**Prompt:** Lay out the lines from the one containing "Compliance review item #7: evidence of piece" through the one containing "[0, 36, 695, 833]", both included, as a Markdown table with the columns Row and Line. Skip blank lines, and number each remaining line in order under Row.

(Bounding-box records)
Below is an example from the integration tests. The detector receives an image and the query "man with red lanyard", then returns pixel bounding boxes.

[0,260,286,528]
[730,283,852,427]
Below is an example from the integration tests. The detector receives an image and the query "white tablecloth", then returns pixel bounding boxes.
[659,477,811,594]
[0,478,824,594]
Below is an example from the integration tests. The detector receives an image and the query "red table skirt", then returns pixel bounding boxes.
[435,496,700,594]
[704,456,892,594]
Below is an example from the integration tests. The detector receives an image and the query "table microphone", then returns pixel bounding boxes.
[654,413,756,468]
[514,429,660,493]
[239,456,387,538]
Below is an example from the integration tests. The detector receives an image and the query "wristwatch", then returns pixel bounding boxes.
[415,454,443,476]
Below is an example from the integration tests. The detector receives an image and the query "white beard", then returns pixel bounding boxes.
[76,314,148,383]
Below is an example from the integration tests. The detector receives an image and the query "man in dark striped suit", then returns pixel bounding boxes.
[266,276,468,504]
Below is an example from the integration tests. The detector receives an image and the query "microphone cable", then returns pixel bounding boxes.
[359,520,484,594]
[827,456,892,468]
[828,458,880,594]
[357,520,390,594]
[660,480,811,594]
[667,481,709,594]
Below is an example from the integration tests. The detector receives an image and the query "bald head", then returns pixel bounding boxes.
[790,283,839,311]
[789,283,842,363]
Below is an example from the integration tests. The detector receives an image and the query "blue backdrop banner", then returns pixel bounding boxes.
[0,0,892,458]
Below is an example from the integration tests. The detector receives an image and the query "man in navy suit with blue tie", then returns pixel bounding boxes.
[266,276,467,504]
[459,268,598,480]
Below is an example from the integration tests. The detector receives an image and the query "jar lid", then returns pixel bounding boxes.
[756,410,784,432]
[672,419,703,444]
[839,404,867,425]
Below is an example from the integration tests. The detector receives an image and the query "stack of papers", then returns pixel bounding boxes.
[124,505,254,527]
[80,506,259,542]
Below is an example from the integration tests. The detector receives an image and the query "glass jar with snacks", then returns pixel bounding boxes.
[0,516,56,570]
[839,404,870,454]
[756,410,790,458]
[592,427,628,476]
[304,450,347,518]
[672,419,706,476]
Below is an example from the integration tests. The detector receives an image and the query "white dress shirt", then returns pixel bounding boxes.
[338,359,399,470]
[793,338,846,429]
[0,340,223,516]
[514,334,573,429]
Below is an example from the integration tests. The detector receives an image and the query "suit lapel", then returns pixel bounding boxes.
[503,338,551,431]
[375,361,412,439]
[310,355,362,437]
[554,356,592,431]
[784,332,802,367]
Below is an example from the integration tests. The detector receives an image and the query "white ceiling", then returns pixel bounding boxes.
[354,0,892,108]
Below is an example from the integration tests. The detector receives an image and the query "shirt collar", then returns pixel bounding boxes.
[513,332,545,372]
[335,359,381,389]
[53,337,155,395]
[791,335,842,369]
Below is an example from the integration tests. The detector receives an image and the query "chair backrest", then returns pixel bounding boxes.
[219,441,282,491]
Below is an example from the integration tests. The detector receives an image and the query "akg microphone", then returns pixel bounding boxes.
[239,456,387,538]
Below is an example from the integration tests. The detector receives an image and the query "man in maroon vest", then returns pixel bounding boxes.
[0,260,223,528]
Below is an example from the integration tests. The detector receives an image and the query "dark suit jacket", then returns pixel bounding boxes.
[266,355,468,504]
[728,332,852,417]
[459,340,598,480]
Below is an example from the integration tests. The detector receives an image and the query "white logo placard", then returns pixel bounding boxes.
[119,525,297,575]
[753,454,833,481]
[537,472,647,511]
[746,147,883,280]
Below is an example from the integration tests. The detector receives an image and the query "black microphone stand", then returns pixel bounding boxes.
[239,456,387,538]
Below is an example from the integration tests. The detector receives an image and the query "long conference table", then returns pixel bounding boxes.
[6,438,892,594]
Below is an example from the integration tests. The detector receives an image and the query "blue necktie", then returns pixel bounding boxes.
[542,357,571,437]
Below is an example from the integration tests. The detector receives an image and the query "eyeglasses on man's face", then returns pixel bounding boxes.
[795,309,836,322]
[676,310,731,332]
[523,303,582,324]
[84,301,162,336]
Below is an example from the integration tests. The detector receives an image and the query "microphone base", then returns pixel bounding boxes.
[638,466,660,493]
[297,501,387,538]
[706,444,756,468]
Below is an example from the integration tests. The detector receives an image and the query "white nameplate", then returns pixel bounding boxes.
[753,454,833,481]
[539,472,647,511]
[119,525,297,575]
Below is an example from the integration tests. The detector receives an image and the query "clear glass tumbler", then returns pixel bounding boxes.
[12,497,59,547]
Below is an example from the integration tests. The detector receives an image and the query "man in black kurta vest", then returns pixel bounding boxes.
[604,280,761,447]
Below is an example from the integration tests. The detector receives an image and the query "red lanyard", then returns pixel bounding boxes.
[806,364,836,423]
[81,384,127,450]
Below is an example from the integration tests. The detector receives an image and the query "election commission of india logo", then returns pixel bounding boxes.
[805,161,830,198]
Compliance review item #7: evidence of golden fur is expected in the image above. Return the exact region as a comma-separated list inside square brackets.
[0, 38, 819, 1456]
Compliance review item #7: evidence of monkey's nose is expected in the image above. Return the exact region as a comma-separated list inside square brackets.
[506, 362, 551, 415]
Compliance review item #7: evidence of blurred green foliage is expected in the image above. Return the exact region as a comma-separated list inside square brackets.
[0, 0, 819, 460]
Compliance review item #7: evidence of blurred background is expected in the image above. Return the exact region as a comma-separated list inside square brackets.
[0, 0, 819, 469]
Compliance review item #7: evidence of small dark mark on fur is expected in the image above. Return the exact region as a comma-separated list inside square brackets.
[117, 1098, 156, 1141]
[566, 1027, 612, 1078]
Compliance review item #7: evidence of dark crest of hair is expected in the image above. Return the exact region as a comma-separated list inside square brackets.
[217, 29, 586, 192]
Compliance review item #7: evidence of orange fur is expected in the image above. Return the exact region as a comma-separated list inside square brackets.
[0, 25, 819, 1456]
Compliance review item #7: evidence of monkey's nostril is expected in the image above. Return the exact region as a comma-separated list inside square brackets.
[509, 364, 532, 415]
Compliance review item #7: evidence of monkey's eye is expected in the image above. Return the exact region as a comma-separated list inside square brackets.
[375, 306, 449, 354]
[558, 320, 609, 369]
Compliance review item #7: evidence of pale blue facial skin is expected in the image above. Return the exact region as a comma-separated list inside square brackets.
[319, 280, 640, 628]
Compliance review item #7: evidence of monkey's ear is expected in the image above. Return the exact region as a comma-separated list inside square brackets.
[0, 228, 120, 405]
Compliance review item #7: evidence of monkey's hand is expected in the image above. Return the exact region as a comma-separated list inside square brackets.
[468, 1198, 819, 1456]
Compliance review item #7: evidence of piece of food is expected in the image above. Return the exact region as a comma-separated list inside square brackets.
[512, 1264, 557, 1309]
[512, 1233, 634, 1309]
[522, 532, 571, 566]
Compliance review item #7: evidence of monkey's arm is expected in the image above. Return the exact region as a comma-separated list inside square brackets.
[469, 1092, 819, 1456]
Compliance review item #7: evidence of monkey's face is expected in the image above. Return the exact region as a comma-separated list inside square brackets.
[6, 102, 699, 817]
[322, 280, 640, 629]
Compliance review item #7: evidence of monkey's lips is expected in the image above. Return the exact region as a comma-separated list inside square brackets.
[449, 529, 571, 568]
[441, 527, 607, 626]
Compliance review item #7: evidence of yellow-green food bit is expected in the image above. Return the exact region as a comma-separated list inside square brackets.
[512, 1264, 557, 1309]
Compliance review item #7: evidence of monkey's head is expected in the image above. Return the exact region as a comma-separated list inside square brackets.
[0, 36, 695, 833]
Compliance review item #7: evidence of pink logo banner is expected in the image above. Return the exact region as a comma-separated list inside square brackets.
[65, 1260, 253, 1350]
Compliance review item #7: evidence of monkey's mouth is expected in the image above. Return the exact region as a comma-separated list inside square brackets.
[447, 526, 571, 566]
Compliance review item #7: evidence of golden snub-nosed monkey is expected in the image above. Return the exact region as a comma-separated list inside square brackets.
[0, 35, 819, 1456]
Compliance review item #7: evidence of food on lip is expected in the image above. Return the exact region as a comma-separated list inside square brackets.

**Solution:**
| Row | Line |
|---|---|
| 1 | Compliance review item #7: evidence of piece of food is expected in the image above. Return the exact region as a comma-separated list inside square brackets. |
| 2 | [512, 1264, 557, 1309] |
| 3 | [512, 1233, 634, 1309] |
| 4 | [522, 532, 571, 566] |
| 5 | Compliance review item #7: evidence of monkey's arm is expected in the image above. Return the exact region as a comma-separated list inside square brackets. |
| 6 | [469, 1092, 819, 1456] |
| 7 | Compliance review item #7: evidence of monkey's face is expected in the image above. Return the exact region as a comma-separated list inside square brackets. |
| 8 | [6, 102, 699, 817] |
| 9 | [322, 280, 640, 629] |
| 10 | Compliance review item #7: evidence of monkey's lips is expected in the image above. Return the exact region as a comma-separated list inside square brackets. |
| 11 | [449, 529, 571, 568] |
| 12 | [441, 527, 607, 626] |
| 13 | Compliance review item #7: evidence of yellow-green food bit is expected in the image above. Return the exact region as a comma-separated list inside square brackets. |
| 14 | [512, 1264, 557, 1309] |
| 15 | Compliance review item #7: evidence of monkey's head is expected in the image above. Return the exact region as a comma-separated list inside square brackets. |
| 16 | [0, 36, 695, 833] |